> Exercise: Beginning at the line that contains "Where can you spot the truck hood?", transcribe the remaining lines of the listing exactly; include the final line and omit everything before.

+++

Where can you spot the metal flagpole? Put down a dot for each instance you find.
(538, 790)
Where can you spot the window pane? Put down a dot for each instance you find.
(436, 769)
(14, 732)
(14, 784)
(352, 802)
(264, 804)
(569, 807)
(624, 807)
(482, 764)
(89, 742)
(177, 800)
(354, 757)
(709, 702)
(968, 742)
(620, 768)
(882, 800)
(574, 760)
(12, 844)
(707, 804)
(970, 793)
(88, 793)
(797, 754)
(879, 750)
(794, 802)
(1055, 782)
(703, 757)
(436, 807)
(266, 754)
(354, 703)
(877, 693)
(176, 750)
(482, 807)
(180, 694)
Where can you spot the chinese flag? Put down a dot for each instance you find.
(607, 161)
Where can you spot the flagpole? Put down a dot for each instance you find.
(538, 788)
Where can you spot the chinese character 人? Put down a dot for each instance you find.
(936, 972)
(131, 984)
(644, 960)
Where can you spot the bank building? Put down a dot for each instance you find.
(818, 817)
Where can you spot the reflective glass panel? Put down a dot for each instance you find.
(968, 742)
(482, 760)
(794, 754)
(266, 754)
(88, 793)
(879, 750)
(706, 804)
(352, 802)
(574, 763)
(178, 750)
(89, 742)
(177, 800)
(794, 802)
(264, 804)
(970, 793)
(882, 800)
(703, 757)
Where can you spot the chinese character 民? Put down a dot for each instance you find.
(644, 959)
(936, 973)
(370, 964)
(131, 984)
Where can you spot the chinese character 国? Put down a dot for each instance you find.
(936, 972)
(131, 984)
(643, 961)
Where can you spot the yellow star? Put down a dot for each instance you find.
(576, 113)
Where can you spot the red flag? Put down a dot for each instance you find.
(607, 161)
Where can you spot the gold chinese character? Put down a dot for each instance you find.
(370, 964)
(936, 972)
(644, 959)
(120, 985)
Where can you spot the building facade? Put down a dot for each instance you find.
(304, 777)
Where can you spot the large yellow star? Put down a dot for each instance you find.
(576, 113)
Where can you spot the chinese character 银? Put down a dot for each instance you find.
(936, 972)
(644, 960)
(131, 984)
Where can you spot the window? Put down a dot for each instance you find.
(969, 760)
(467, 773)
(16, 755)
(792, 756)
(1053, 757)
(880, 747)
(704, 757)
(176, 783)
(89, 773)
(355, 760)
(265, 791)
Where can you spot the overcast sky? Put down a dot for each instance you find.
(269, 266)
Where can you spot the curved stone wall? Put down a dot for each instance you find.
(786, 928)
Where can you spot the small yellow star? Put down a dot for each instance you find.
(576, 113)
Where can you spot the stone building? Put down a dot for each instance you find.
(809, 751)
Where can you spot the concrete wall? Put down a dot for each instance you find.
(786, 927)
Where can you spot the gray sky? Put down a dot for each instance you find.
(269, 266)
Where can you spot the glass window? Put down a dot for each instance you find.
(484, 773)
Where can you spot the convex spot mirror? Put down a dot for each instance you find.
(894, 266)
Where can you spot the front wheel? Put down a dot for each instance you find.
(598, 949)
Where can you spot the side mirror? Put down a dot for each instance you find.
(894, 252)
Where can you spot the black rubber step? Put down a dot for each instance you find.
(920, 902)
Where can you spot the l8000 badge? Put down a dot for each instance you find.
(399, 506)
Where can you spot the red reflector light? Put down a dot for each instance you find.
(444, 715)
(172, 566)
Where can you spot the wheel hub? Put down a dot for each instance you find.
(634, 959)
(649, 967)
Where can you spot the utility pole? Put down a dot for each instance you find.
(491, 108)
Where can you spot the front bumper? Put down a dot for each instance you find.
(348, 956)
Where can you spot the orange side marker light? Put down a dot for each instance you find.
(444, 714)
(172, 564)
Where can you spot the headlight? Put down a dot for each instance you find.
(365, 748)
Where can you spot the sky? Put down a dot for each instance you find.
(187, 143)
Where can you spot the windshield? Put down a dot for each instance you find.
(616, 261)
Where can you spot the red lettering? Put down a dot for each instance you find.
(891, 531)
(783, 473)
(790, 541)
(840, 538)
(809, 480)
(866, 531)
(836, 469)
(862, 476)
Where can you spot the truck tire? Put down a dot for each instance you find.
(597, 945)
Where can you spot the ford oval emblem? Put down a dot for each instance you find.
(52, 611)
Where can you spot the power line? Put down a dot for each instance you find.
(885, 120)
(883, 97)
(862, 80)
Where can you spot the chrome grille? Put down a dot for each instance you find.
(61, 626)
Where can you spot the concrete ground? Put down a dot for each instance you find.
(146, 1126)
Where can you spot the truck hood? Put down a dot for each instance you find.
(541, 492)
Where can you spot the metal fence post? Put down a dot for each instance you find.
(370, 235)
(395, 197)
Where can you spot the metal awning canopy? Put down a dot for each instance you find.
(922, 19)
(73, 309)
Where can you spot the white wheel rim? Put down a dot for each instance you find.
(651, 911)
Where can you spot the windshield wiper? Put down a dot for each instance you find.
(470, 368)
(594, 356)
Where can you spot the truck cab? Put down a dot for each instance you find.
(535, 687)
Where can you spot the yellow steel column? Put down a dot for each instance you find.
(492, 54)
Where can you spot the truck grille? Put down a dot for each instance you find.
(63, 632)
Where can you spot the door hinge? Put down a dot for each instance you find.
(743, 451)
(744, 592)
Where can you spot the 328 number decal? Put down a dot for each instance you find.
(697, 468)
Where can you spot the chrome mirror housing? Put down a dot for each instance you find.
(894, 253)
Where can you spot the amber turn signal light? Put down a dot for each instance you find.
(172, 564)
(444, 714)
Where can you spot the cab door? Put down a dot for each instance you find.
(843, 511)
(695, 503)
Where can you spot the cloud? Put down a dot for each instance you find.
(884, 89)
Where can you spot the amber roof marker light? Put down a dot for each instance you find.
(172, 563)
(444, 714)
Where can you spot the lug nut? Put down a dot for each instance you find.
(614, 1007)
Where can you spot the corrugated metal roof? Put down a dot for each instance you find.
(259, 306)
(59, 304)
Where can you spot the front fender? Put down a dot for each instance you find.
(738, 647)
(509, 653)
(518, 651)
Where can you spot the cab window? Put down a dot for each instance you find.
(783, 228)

+++

> Task output:
Where can you spot the truck hood? Put down a dot for each instance you find.
(541, 492)
Where can you spot the metal fence post? Put down a dot for each instance you find.
(370, 235)
(395, 197)
Where can you spot the metal awning canopy? Put down a dot for each instance you find.
(922, 19)
(73, 309)
Where can you spot the white wheel rim? Put down a dot for each instance you find.
(651, 911)
Where can you spot the windshield wiper? Put down a dot for each instance you find.
(470, 368)
(594, 356)
Where can you spot the truck cab? Put down a dot for each instance you find.
(535, 687)
Where can you spot the yellow steel column? Put down a dot for each instance you find.
(492, 54)
Where can you spot the truck grille? Put down a dot for each instance you find.
(63, 632)
Where can you spot the door hinge? Put down a dot for each instance you find.
(743, 451)
(744, 592)
Where can you spot the 328 number decal? Put down a dot for each instance you find.
(697, 468)
Where can you spot the chrome mirror housing? Put down a dot for each instance you find.
(894, 253)
Where can you spot the amber turn signal light? Put down a dot for each instance you find.
(172, 564)
(444, 714)
Where can you spot the cab door? Put down a dot for each instance you find.
(843, 511)
(695, 503)
Where can you spot the cloud? Put down a dot for each instance you find.
(884, 89)
Where can you spot the amber roof marker light? Put down a dot for each instance you find.
(172, 563)
(444, 714)
Where can you spot the lug nut? Put down a dot for each instance you find.
(614, 1007)
Where can you spot the corrugated metal roof? Put down a dot for each instance you find.
(259, 306)
(59, 304)
Where can you spot the front fender? Put down a dot for each instance you find.
(738, 647)
(509, 653)
(518, 651)
Where can you spot the cab window? Put down a dot for each instance you find.
(783, 228)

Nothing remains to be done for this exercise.